==== Passage ====

This may be a surprise to the more technically minded, but—prepare yourself—most people don’t exactly want to curl up on the couch with a cup of cocoa and the specs or manual for the newest piece of machinery in their industry. Honestly,even industry professionals would like to see the power of a piece of equipment in action rather than simply look at the numbers. Of course numbers are important too; but saying and doing are not the same. Even if the numbers are impressive, people want to see the numbers in action. This is why video marketing is so effective, perhaps especially in the manufacturing industry, where the products and services are highly mechanical and technical. Here are some statistics about the power of video in marketing to support this claim:

  • 59% of executives (as in the decision makers) would rather watch a video than read written content (Forbes)
  • Visitors who view a product video are 64-85% more likely to purchase that product (Comscore and Internet Retailer)
  • Viewers of a video retain 95% of its message, while readers retain only 10% of the message contained in the text they read (Insivia)
  • Video attracts 2-3x more monthly visitors to a site, doubles the time they spend on the site, and increases organic traffic from search engines by 157% (MarketingSherpa)

==== Data lines ====

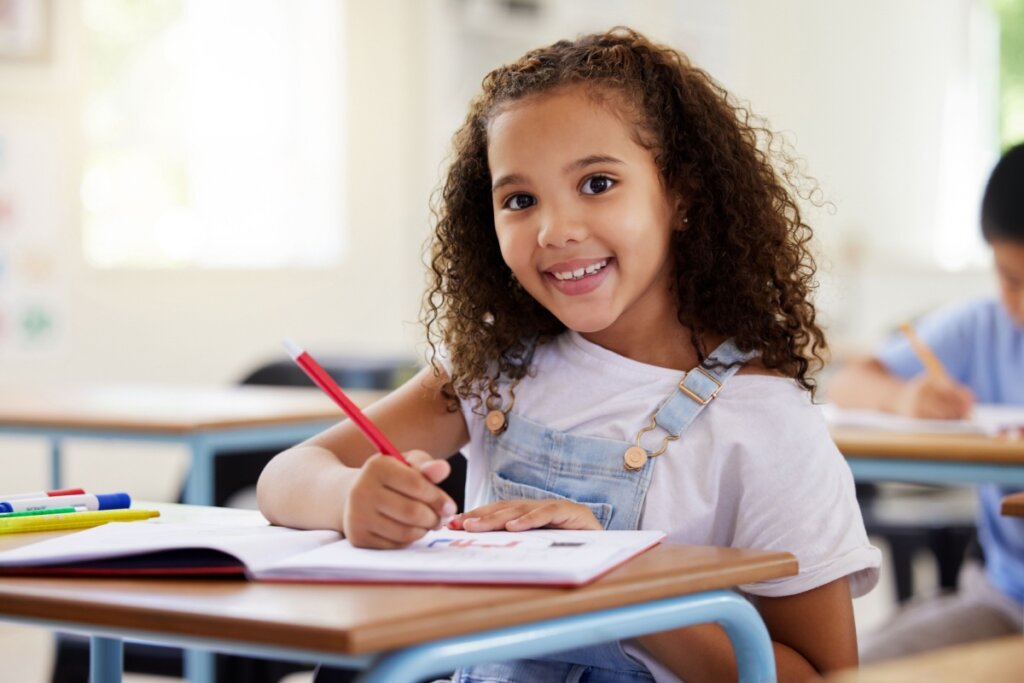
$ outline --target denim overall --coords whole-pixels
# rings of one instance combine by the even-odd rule
[[[681,434],[715,398],[722,383],[753,355],[737,349],[732,340],[723,343],[700,368],[687,373],[662,403],[655,414],[657,426],[669,434]],[[656,458],[648,459],[638,470],[628,470],[623,454],[633,443],[567,434],[511,412],[507,420],[508,428],[499,436],[484,433],[484,453],[492,470],[488,502],[568,499],[589,507],[606,529],[639,528]],[[643,426],[637,425],[637,429]],[[664,434],[651,436],[657,437],[651,439],[656,451]],[[629,656],[614,641],[538,659],[477,665],[459,670],[453,680],[649,683],[654,679],[642,663]]]

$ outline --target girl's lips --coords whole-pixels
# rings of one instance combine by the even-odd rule
[[[591,263],[597,263],[604,259],[595,259]],[[562,294],[568,296],[580,296],[582,294],[588,294],[597,289],[601,283],[604,282],[605,278],[608,276],[608,271],[615,267],[616,261],[613,258],[607,259],[608,263],[593,274],[585,274],[580,280],[558,280],[551,272],[545,272],[544,279],[549,285],[554,287],[556,290]],[[583,265],[577,265],[575,267],[585,267]],[[568,268],[566,268],[568,269]]]

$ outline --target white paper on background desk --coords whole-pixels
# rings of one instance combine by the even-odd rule
[[[916,434],[984,434],[996,436],[1024,429],[1024,405],[979,404],[968,420],[922,420],[881,411],[851,411],[821,405],[831,427],[856,427]]]
[[[176,567],[207,566],[220,551],[256,580],[580,585],[656,545],[662,531],[534,529],[470,533],[440,529],[399,550],[355,548],[336,531],[280,526],[114,522],[0,552],[0,569],[81,573],[83,562],[122,558],[100,573],[150,575],[162,551],[196,551]],[[194,560],[194,561],[193,561]],[[212,566],[212,565],[211,565]],[[238,566],[237,564],[234,565]],[[168,569],[170,572],[170,570]]]

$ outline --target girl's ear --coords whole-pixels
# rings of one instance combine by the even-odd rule
[[[676,198],[676,215],[678,219],[676,220],[676,229],[682,232],[689,227],[689,205],[683,201],[683,198]]]

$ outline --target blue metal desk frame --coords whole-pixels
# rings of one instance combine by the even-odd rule
[[[349,656],[257,645],[214,641],[176,634],[131,632],[94,627],[74,621],[16,620],[50,629],[81,630],[91,634],[90,681],[120,683],[122,638],[142,639],[234,652],[262,657],[366,669],[359,683],[415,683],[459,667],[486,661],[536,657],[556,651],[632,638],[696,624],[716,623],[725,629],[736,653],[740,683],[773,683],[775,657],[768,630],[751,603],[730,591],[708,591],[647,603],[598,610],[585,614],[497,629],[485,633],[445,638],[403,649]],[[190,680],[196,672],[186,672]]]
[[[337,420],[314,420],[280,425],[260,425],[258,427],[206,428],[187,432],[98,428],[65,429],[0,424],[0,434],[36,436],[49,441],[50,484],[54,488],[59,488],[62,482],[60,452],[66,439],[181,443],[188,447],[191,458],[183,501],[193,505],[213,505],[213,461],[218,453],[248,449],[284,449],[337,423]]]

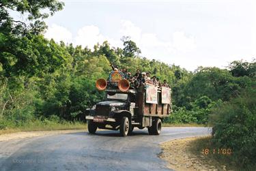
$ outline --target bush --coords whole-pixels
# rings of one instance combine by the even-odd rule
[[[185,107],[177,108],[173,106],[173,113],[169,117],[165,119],[165,123],[196,123],[197,118],[193,116],[191,111],[187,110]]]
[[[212,112],[212,142],[233,149],[233,160],[243,166],[256,163],[256,90],[249,89]]]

====

Stated exercise 1 = According to the video marketing passage, what percentage of executives would rather watch a video than read written content?
Stated exercise 2 = Write out the stretch of the video marketing passage from "This may be" through "written content (Forbes)", swapping "cocoa" for "tea".

Expected answer 1 = 59%

Expected answer 2 =
This may be a surprise to the more technically minded, but—prepare yourself—most people don’t exactly want to curl up on the couch with a cup of tea and the specs or manual for the newest piece of machinery in their industry. Honestly,even industry professionals would like to see the power of a piece of equipment in action rather than simply look at the numbers. Of course numbers are important too; but saying and doing are not the same. Even if the numbers are impressive, people want to see the numbers in action. This is why video marketing is so effective, perhaps especially in the manufacturing industry, where the products and services are highly mechanical and technical. Here are some statistics about the power of video in marketing to support this claim:

  • 59% of executives (as in the decision makers) would rather watch a video than read written content (Forbes)